PROVIDED RECORDS ->
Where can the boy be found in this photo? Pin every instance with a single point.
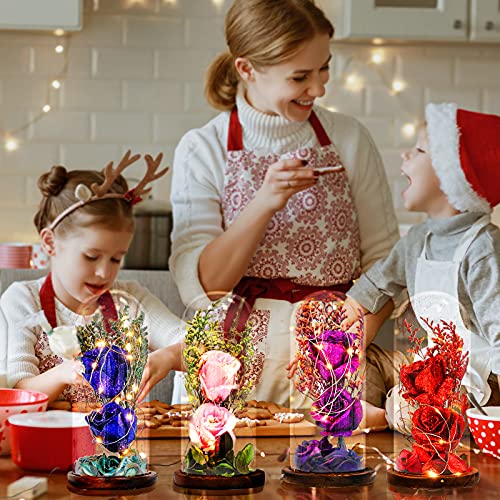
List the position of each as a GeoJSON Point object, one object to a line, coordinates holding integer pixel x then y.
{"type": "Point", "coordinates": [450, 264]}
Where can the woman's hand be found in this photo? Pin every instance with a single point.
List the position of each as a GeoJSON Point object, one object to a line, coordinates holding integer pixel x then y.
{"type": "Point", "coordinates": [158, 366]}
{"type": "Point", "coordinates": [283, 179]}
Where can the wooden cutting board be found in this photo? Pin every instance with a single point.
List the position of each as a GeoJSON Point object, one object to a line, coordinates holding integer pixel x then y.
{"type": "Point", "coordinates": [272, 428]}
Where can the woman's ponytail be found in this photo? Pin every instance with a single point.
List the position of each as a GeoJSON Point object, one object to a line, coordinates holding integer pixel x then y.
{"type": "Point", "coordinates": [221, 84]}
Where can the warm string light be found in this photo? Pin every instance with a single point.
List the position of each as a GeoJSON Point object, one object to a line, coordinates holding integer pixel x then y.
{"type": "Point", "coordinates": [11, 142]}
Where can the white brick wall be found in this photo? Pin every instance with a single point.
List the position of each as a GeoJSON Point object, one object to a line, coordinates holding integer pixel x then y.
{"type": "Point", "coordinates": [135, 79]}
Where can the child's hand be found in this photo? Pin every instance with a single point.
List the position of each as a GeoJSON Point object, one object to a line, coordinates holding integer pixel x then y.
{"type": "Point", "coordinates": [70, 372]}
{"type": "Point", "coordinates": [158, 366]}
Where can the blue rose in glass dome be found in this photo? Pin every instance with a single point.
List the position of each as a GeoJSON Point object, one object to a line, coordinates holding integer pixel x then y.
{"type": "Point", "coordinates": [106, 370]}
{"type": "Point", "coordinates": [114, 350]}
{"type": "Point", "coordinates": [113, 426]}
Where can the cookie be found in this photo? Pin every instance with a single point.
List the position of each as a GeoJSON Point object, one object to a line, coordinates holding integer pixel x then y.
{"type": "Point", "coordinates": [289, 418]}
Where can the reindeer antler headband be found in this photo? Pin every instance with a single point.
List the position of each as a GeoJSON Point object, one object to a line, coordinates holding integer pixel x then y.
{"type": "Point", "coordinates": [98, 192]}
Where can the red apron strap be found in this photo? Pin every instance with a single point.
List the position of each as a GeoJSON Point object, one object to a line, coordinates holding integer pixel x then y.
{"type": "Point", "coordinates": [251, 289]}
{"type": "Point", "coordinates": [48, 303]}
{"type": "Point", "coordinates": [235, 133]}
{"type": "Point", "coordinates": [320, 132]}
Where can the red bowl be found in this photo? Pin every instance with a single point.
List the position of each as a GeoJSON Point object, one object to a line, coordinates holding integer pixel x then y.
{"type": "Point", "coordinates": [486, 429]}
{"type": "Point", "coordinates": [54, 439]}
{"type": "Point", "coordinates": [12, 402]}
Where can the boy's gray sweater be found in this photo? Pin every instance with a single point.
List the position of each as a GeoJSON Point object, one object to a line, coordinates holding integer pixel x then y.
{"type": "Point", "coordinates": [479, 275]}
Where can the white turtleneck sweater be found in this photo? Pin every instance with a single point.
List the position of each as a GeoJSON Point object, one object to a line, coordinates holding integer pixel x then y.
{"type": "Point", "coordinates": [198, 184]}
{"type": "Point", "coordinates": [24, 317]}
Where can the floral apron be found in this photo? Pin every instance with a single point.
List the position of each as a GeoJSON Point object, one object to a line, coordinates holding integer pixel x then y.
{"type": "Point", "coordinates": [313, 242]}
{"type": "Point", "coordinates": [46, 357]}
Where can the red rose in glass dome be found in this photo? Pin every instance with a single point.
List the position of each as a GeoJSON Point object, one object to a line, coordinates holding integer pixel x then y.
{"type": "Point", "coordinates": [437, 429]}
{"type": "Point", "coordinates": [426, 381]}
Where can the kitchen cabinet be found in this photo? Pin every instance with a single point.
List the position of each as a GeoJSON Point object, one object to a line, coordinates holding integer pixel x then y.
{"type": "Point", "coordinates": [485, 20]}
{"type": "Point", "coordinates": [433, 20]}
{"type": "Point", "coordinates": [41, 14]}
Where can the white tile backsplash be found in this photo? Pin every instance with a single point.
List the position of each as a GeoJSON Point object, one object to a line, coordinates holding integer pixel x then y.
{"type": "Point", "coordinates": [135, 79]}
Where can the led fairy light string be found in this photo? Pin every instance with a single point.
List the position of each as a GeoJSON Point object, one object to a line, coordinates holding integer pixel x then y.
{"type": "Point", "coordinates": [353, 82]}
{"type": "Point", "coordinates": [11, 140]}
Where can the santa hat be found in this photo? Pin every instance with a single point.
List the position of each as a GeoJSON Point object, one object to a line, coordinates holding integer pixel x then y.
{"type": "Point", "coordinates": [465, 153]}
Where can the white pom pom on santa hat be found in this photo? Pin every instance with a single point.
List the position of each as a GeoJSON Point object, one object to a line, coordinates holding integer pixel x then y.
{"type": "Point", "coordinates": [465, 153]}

* * *

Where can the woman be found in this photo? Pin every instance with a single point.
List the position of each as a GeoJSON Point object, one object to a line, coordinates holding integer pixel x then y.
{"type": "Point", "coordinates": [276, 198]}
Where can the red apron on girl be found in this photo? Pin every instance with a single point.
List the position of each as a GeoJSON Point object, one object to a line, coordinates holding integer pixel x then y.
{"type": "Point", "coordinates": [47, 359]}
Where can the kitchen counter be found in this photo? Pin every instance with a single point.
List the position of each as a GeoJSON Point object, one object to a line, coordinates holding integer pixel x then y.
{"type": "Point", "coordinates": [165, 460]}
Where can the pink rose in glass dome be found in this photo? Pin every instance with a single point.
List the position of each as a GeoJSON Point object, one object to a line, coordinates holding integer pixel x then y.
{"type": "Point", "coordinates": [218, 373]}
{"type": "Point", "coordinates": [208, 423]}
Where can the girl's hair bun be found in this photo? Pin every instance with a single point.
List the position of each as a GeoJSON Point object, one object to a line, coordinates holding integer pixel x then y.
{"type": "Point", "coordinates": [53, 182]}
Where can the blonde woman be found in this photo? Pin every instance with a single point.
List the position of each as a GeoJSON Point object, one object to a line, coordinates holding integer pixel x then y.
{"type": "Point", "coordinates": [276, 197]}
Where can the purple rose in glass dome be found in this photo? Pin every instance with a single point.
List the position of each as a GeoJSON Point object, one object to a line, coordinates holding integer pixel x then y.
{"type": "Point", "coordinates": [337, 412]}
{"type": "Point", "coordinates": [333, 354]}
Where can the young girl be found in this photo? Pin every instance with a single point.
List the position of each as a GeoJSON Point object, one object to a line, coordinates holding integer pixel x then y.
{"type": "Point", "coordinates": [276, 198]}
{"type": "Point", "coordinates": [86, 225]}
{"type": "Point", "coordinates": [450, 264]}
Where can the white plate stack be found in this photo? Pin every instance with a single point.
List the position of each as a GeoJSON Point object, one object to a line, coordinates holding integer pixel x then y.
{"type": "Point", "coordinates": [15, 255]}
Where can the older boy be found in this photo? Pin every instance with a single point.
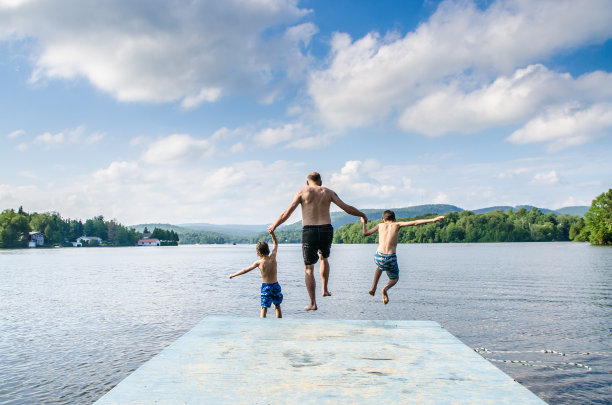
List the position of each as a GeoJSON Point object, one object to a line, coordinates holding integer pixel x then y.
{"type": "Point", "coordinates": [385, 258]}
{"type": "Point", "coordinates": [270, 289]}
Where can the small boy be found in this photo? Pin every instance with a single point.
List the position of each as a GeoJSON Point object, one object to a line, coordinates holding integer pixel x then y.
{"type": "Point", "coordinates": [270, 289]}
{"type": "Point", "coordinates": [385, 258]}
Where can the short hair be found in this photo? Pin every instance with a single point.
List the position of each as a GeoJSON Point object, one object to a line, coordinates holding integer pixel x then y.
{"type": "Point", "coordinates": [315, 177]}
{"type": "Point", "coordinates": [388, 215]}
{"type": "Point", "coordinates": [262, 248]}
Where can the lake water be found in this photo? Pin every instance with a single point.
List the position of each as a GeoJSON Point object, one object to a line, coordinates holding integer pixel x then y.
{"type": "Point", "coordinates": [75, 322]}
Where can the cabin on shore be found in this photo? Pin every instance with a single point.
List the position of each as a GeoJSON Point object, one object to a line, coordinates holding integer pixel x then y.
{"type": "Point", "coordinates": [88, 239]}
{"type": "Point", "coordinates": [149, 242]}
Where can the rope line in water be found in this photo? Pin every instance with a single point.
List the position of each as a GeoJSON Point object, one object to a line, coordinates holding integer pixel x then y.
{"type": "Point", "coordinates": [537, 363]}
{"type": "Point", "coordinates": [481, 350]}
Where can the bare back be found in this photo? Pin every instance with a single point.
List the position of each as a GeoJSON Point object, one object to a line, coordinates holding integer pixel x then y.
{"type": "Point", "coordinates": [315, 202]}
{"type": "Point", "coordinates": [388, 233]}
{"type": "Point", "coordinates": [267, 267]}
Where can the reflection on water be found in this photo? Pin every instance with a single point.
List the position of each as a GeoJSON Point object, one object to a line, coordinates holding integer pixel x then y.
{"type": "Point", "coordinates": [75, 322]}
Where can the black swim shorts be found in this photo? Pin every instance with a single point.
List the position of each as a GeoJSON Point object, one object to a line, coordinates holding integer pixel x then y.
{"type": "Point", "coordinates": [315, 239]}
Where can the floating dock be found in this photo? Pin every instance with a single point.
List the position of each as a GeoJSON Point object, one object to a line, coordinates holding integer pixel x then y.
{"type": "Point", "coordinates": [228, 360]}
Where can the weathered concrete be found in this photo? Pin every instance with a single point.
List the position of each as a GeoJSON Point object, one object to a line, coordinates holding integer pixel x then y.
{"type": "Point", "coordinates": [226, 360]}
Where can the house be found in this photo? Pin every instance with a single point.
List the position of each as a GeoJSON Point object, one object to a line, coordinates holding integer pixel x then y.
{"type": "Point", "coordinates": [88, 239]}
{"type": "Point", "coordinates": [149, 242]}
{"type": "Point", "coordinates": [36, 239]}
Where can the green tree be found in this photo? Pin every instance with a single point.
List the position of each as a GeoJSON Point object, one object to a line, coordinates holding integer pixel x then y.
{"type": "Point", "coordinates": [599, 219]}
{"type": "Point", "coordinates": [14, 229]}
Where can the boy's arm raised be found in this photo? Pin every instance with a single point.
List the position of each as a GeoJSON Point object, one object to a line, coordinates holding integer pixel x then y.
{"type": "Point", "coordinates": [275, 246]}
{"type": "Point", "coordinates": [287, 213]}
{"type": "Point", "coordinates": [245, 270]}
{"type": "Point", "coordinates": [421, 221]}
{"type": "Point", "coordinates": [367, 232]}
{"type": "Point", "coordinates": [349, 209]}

WORK ORDER ->
Reproduce exactly the lines above from the line with "Where can the floating" to the line with "Where can the green", including both, and add nothing.

RESULT OF THIS EXERCISE ->
Where can the floating dock be found in this photo? Pin every instance with a single point.
List the position of each as a GeoJSON Point object, one object to a line, coordinates holding integer pixel x then y.
{"type": "Point", "coordinates": [228, 360]}
Where can the weathered concrete be found in this photo? Pin every instance with a single point.
List the position of each as a GeoJSON Point object, one object to a line, coordinates holding integer pixel x then y.
{"type": "Point", "coordinates": [226, 360]}
Where can the house be found in this photo? Pin every instance with a single point.
List the position of each as a GeoJSON Point object, one object to a line, coordinates holding integer pixel x then y.
{"type": "Point", "coordinates": [88, 239]}
{"type": "Point", "coordinates": [149, 242]}
{"type": "Point", "coordinates": [36, 239]}
Where can the green tree be found in this photo? Pin every instance with a single point.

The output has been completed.